----- Extract to read -----
This is a play about a family of murderers (the ‘Tomb’ family – get it?) famed for their elaborate poisoning techniques who live in a large country house in the middle of nowhere, and have a nasty tendency to kill anyone who visits them. They have an altogether nonchalant attitude towards death, leading to the play being billed as a “comedy-thriller”; think, lots of inane discussion amounting to ‘who could the murderer be?!’ and it’s eventually revealed to be the last person you’d expect based upon highly tenuous links in the script.

The play’s main fault was taking itself too seriously. If you put on a play written by one of the most prolific panto writers around, you do it to make everything completely over the top to the point where ridiculousness breeds humour. This play should have been aimed at children. Hecuba Tomb, (Lesley Nelson) the grand-mummy of the family, should by all rights have been a panto dame, but this director instead turns her into a nagging, misanthropic harpy. Every time a murder appears on stage the back wall is illuminated by a brothel-red glow for a few seconds, as if to say ‘oh no, a crime has been committed!’ Unfortunately, the lighting designer’s efforts at bringing an element of the sinister to the murders goes to waste; the portrayals of ‘death’ onstage were just about as hilarious as awkward cringe-laughs from the audience could reflect. The play’s smoothness was not helped, either, by Nelson’s repeated forgetfulness, triggering little chirps from backstage followed by the louder echo onstage several seconds too late.

As much as I wanted to enjoy the show, the acting shortcomings of the ensemble were painfully evident. They each seemed to have studied at the ‘Say Your Line, Stand Back Awkwardly, and Wait until You Have to Say the Next One’ School of Drama, which everyone knows has fallen way down the league tables recently. This was nowhere more difficult to watch than during an offstage speech by one character, during which those still onstage stood around looking like they were waiting for the rapture. The cast just didn’t seem to know what to do with its limbs; all was very stunted and wooden. Certain actors raised the bar slightly; notably, Megan Stickler and Richard Betts’s scene in the second half began to approach what we’re more used to at the ADC. The director, however, simply did not take advantage of some of the script’s funniest lines. The uber-camp historian visitor, Quentin Danesworth, (Peter Coe) recalls when he lost a body piercing, blurting out “It turned up in Alistair’s... well I found it.” Except, no pause was left between the two clauses. No attempt at lengthening out the moment for humour was made. The entire production seemed rushed.
-----
▶ **Work instruction 1**: Reproduce the play review between "This is a play" and "in the script.", inclusive.
▶ **Work instruction 2**: Please continue the play review from where it stops.
----- Data supplied -----
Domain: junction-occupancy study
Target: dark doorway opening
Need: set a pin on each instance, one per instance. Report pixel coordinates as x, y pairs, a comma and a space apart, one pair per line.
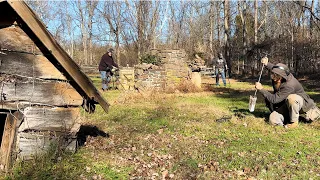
3, 117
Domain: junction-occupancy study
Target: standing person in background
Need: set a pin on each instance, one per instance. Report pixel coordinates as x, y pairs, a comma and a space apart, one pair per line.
105, 67
220, 66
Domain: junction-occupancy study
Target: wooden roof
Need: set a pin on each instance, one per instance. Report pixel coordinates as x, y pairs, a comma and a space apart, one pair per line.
12, 11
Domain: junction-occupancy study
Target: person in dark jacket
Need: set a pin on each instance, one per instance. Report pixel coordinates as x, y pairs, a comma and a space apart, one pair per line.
105, 67
288, 100
220, 67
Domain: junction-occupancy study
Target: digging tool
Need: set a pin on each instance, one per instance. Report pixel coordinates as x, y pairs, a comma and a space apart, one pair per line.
253, 99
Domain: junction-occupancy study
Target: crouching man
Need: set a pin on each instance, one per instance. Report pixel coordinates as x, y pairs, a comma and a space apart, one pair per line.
288, 100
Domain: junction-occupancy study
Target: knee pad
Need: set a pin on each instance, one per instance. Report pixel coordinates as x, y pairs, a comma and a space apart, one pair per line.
276, 118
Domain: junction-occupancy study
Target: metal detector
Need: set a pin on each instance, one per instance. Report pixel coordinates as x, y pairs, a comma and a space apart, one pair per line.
253, 99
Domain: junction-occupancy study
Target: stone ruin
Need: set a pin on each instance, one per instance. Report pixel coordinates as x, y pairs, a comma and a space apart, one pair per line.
174, 68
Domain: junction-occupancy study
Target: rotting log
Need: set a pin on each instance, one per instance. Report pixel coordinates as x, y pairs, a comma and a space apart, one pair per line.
35, 143
51, 119
28, 65
50, 93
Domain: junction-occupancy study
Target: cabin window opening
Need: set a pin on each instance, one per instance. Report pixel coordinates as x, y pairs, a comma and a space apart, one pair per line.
3, 117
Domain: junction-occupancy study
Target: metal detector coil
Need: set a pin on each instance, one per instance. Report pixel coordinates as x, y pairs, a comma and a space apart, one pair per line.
253, 99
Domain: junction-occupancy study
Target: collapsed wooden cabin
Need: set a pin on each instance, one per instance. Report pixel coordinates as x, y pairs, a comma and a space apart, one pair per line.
41, 87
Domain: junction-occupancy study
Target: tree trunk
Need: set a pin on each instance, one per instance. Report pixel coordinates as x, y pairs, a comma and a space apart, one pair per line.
227, 33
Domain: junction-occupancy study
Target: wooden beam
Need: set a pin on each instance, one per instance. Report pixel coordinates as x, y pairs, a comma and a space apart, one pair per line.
8, 139
51, 119
53, 51
13, 38
34, 66
50, 93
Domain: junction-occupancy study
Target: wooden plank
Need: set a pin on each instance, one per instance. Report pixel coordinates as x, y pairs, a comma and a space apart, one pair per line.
13, 38
50, 119
54, 52
28, 65
41, 92
8, 140
31, 143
-----
▶ **Task response 1**:
This is a play about a family of murderers (the ‘Tomb’ family – get it?) famed for their elaborate poisoning techniques who live in a large country house in the middle of nowhere, and have a nasty tendency to kill anyone who visits them. They have an altogether nonchalant attitude towards death, leading to the play being billed as a “comedy-thriller”; think, lots of inane discussion amounting to ‘who could the murderer be?!’ and it’s eventually revealed to be the last person you’d expect based upon highly tenuous links in the script.

▶ **Task response 2**:
It did have some ameliorating factors. The atmosphere was quite effectively set at the play’s beginning by a dull rumble from the sound system and a dry ice machine onstage. The set design, additionally, was excellent; suitably combining elements of the Overlook Hotel with a sterile 1960s hospital waiting room. Clearly the production had benefitted from John Lewis’s furniture department, but to the designers’ credit, the play looked top notch.

However, picking a script where the events are about as predictable as an episode of Scooby Doo was always going to provide mediocre results, even if this had been a student production. I would go to see the JLCDG again next year, but more out of a perverse curiosity to see what they manage to improve, rather than in expectation of a memorable theatrical experience. Considering the cast and production team are drawn entirely from John Lewis staff, the show is remarkable, but something of this nature will always, unfortunately, pale in comparison with the competitive and selective world of Cambridge student drama. Don’t get me wrong, this play is a lot of fun, but I wish that was for the right reasons. I guess I won’t be going to John Lewis for a while.